Items listed in a dataset:
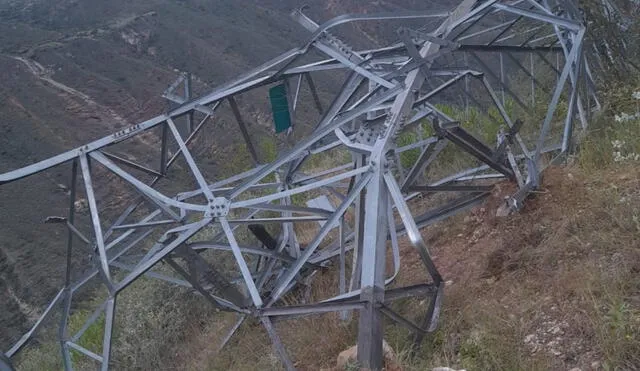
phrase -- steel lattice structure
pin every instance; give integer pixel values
(386, 92)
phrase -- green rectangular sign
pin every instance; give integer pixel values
(280, 108)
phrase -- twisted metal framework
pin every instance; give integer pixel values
(387, 92)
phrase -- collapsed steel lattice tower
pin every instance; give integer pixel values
(455, 58)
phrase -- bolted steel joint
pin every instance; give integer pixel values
(218, 207)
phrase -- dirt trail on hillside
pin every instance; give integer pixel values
(45, 74)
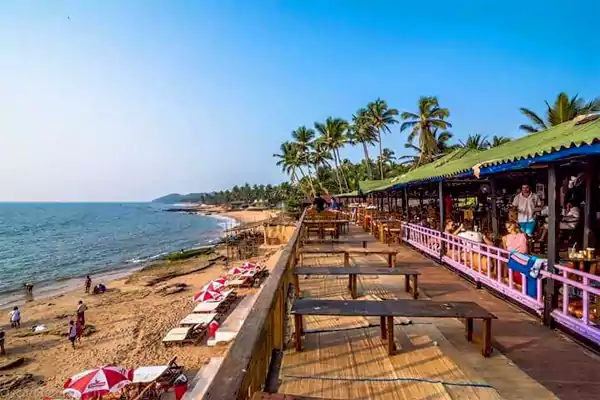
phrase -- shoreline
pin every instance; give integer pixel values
(54, 289)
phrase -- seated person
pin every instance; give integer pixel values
(515, 240)
(570, 217)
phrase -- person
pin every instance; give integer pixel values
(319, 202)
(81, 312)
(570, 217)
(15, 318)
(72, 335)
(526, 204)
(78, 330)
(88, 284)
(515, 240)
(465, 231)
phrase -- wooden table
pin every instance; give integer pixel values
(353, 272)
(337, 224)
(390, 253)
(332, 242)
(388, 309)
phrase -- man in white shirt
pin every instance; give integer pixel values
(15, 318)
(570, 217)
(527, 204)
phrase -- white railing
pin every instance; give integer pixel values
(488, 265)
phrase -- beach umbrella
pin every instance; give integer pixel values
(222, 280)
(207, 296)
(236, 271)
(98, 382)
(213, 286)
(249, 265)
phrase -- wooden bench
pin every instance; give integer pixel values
(390, 253)
(388, 309)
(353, 272)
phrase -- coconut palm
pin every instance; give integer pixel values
(424, 124)
(441, 147)
(564, 109)
(304, 137)
(380, 116)
(363, 132)
(499, 141)
(334, 136)
(475, 142)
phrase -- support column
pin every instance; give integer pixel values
(442, 216)
(589, 209)
(550, 298)
(495, 228)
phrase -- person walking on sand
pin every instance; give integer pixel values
(88, 284)
(78, 330)
(81, 312)
(2, 351)
(15, 318)
(72, 335)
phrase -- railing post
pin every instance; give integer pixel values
(550, 298)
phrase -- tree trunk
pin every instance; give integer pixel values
(342, 171)
(380, 155)
(368, 161)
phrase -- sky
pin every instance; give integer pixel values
(130, 100)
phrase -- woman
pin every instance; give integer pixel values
(515, 240)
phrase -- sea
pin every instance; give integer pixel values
(55, 245)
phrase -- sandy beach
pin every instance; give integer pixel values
(129, 321)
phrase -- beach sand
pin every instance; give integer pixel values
(130, 321)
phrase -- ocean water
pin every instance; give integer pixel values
(49, 243)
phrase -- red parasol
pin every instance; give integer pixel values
(207, 296)
(98, 382)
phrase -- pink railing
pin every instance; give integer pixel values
(488, 265)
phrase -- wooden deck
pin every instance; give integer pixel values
(344, 357)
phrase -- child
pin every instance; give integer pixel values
(15, 318)
(72, 335)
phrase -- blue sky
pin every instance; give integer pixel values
(129, 100)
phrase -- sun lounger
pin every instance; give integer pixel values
(186, 334)
(198, 319)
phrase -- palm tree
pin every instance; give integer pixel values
(381, 117)
(334, 136)
(476, 142)
(441, 147)
(424, 124)
(363, 132)
(304, 137)
(564, 109)
(499, 141)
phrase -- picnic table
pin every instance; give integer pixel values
(335, 226)
(389, 252)
(388, 309)
(353, 272)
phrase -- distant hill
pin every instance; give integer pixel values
(175, 198)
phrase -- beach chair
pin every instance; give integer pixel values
(185, 334)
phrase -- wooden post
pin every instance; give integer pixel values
(442, 216)
(589, 210)
(495, 228)
(406, 204)
(550, 299)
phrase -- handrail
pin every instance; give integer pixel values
(244, 368)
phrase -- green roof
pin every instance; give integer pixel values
(564, 136)
(353, 193)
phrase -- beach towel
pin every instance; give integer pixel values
(530, 266)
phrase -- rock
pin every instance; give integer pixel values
(17, 362)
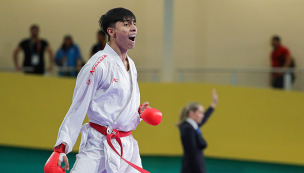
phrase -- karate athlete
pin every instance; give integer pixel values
(107, 91)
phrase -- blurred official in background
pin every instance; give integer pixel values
(192, 117)
(33, 49)
(280, 57)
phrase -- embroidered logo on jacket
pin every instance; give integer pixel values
(97, 62)
(115, 80)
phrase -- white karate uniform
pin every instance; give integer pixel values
(109, 95)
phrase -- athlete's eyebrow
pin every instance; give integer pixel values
(128, 20)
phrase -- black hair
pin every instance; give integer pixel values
(114, 15)
(100, 32)
(63, 47)
(34, 26)
(276, 38)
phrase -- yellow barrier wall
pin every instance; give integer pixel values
(251, 124)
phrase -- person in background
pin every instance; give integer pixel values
(192, 117)
(33, 49)
(280, 58)
(101, 42)
(68, 57)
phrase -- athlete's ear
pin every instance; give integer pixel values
(111, 32)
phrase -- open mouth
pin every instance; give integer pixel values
(132, 38)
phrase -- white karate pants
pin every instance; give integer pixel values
(96, 156)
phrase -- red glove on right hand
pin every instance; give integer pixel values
(51, 164)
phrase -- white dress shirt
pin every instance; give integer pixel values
(193, 123)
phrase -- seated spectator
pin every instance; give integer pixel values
(280, 58)
(33, 49)
(101, 42)
(68, 58)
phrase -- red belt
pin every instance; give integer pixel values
(116, 134)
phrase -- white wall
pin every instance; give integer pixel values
(206, 33)
(80, 19)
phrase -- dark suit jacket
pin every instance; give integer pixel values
(193, 145)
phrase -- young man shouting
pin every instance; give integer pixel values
(107, 91)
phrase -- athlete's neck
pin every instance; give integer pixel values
(121, 53)
(35, 39)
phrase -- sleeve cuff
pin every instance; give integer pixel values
(60, 148)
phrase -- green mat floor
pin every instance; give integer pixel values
(19, 160)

• SET TASK: Rewrite the data starting at the line containing "phrase -- white karate pants" and ending at the last line, with "red belt" replaced by "black belt" and everything else left unchanged.

• SOLUTION TO THE PROBLEM:
phrase -- white karate pants
pin every instance; give integer pixel values
(96, 156)
phrase -- red glove on right hand
pin every instance; give integer pixel values
(51, 164)
phrase -- white dress shirt
pin every instance; give integer pixel values
(193, 123)
phrase -- seated spectator
pin every instance; give integer pixel values
(280, 58)
(33, 49)
(101, 42)
(68, 58)
phrase -- black belt
pin every instance; give integer pixel values
(116, 134)
phrase -- white wall
pin every instance; give integer pixel values
(206, 33)
(80, 19)
phrase -- dark suit jacket
pin every instance; give integer pixel values
(193, 145)
phrase -- young man shouting
pin every instance; give integer pixel values
(107, 91)
phrase -- athlete's neck
pin every instance; give integer pixel values
(121, 53)
(35, 39)
phrase -- sleeve cuff
pin every instance; give integer pixel values
(60, 148)
phrase -- green mat floor
pin every instance; give integer pixel values
(19, 160)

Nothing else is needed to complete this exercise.